**GOAL:**
Reproduce only the lines that begin at the line with "drop a point: the blurred green background" and run to the end of the entries; omit every picture.

**DATA EXCERPTS:**

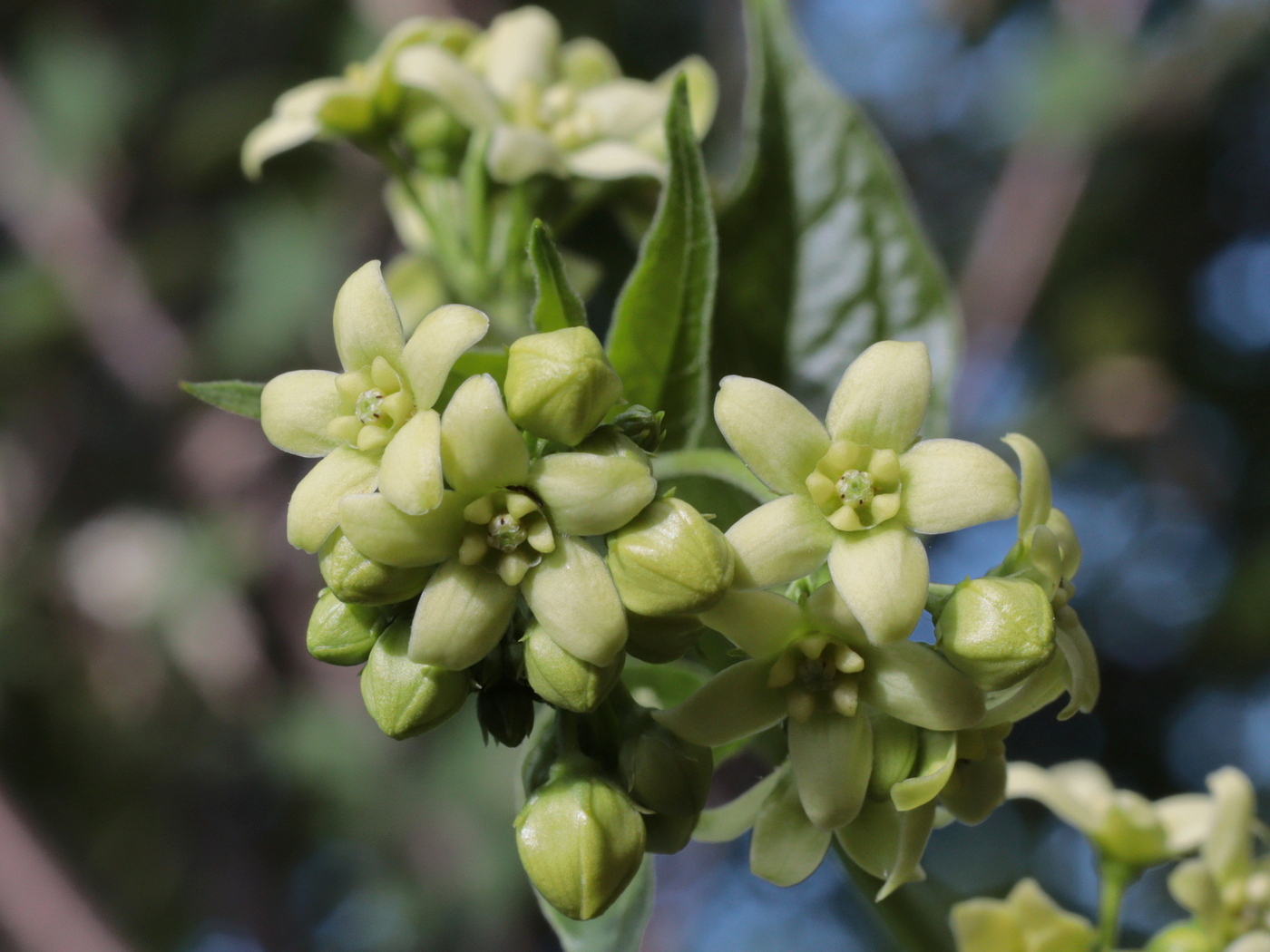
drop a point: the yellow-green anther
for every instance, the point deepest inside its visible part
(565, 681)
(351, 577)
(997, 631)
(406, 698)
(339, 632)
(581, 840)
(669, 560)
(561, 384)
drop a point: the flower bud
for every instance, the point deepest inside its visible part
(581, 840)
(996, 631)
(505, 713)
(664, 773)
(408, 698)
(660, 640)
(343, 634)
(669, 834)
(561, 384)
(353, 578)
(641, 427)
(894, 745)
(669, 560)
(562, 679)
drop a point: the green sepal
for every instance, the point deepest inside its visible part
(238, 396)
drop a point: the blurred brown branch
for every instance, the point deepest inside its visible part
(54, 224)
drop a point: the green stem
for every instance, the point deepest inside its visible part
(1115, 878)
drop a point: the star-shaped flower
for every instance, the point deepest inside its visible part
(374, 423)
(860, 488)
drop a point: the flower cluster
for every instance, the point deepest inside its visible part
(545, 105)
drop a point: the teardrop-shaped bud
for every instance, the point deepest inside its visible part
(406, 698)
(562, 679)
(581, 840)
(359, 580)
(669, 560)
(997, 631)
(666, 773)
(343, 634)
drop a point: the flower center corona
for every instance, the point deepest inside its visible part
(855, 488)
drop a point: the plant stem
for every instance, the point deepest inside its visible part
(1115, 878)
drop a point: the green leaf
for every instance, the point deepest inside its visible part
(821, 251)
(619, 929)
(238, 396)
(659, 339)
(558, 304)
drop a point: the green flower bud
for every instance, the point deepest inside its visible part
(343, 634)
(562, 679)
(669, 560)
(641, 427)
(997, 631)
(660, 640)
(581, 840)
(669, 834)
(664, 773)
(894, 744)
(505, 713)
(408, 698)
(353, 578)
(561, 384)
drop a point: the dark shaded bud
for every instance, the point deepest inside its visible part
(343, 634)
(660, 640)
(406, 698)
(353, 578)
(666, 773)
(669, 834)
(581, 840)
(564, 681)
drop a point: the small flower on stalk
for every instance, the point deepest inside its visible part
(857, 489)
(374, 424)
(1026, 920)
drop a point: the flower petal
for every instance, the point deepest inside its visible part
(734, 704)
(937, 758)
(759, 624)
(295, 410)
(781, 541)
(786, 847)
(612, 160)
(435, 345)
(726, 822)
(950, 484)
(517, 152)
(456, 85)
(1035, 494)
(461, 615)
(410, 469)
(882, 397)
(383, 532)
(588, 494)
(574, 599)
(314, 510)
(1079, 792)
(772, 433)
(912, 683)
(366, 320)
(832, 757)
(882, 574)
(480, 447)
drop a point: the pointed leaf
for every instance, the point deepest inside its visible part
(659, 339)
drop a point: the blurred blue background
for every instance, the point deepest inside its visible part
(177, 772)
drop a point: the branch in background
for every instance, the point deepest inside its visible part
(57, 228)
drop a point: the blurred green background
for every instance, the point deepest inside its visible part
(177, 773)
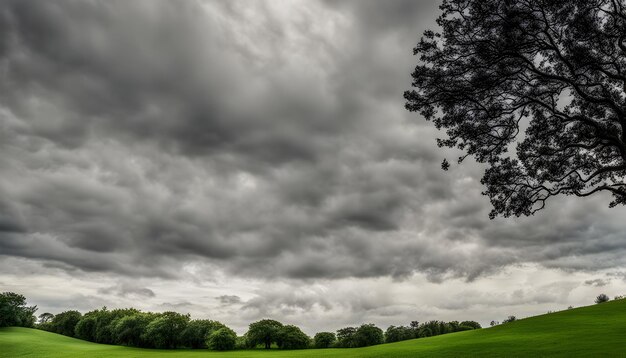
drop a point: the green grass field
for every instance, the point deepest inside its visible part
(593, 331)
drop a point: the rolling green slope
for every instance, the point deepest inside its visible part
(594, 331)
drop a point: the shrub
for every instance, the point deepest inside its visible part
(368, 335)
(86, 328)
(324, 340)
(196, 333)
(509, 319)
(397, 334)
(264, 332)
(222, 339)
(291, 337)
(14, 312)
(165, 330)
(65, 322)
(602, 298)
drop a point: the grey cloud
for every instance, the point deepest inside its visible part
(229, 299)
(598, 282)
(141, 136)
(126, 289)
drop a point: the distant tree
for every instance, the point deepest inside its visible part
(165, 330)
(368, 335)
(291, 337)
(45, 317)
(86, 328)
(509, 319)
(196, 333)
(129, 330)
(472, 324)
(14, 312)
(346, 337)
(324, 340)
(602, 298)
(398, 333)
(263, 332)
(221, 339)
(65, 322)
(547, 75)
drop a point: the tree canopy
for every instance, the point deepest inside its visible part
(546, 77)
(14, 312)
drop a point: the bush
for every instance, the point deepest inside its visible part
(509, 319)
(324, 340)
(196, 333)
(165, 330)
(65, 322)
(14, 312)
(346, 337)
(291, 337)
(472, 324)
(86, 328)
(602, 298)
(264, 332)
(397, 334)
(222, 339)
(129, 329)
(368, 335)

**OUTPUT BELOW:**
drop a point: the blurred green background
for every instance, the point deepest inside its visible part
(177, 773)
drop a point: the green grass field
for every instance, the point deepest inside its visible part
(593, 331)
drop a point: the rolling green slope
for every instance, the point deepest inside its visible part
(594, 331)
drop a point: the shrub
for every instance, the point deepest inside its visible part
(368, 335)
(86, 328)
(324, 340)
(196, 333)
(509, 319)
(397, 334)
(264, 332)
(222, 339)
(291, 337)
(14, 312)
(165, 330)
(65, 322)
(602, 298)
drop a point: the grey cloud
for every instance, the point deepest inside its visible part
(229, 299)
(598, 282)
(141, 136)
(126, 289)
drop a point: the distant tree
for every instance, the point deepest inside its visible part
(165, 330)
(368, 335)
(291, 337)
(45, 317)
(86, 328)
(509, 319)
(196, 333)
(129, 330)
(472, 324)
(14, 312)
(346, 337)
(324, 340)
(602, 298)
(398, 333)
(263, 332)
(221, 339)
(65, 322)
(547, 75)
drop a point: the tree canopy
for every instance, the point deepest inside its visible part
(546, 77)
(14, 312)
drop a point: the bush
for every instance, the point deepest inside its visible part
(509, 319)
(324, 340)
(196, 333)
(165, 330)
(65, 322)
(14, 312)
(346, 337)
(291, 337)
(472, 324)
(86, 328)
(602, 298)
(264, 332)
(397, 334)
(222, 339)
(129, 329)
(368, 335)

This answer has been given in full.